[Data extract]
<<<<

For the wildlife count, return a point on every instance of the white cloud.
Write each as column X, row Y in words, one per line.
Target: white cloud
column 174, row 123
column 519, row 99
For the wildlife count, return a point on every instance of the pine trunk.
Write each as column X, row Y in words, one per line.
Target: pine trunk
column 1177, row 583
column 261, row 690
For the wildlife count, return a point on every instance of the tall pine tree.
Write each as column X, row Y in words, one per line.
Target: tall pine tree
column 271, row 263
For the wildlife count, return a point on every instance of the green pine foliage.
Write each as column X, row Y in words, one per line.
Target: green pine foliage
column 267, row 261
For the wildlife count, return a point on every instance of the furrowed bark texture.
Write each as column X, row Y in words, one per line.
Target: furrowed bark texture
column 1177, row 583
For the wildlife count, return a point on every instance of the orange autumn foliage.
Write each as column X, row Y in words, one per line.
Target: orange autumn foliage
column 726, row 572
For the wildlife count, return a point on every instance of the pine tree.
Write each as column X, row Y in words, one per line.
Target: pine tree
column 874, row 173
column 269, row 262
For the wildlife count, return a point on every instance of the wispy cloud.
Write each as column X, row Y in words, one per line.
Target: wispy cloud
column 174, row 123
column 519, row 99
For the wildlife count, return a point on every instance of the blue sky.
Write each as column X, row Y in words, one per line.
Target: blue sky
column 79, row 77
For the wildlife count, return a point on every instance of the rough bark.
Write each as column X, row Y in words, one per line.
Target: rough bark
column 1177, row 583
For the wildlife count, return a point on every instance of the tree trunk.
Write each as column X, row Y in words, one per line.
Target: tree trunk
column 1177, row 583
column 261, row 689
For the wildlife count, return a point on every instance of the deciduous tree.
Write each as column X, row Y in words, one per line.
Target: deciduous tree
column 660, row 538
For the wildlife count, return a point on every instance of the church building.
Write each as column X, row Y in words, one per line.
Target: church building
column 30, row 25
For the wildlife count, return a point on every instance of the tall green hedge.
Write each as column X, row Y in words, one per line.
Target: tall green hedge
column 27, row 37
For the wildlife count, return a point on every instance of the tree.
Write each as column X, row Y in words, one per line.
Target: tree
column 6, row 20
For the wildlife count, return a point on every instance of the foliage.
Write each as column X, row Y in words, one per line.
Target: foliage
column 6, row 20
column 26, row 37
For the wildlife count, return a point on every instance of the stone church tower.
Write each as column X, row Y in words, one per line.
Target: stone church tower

>>>>

[Exercise] From the listing above, copy every line where the string "stone" is found.

[Completed exercise]
For the wildlife count, return a point on every instance of the stone church tower.
Target: stone church tower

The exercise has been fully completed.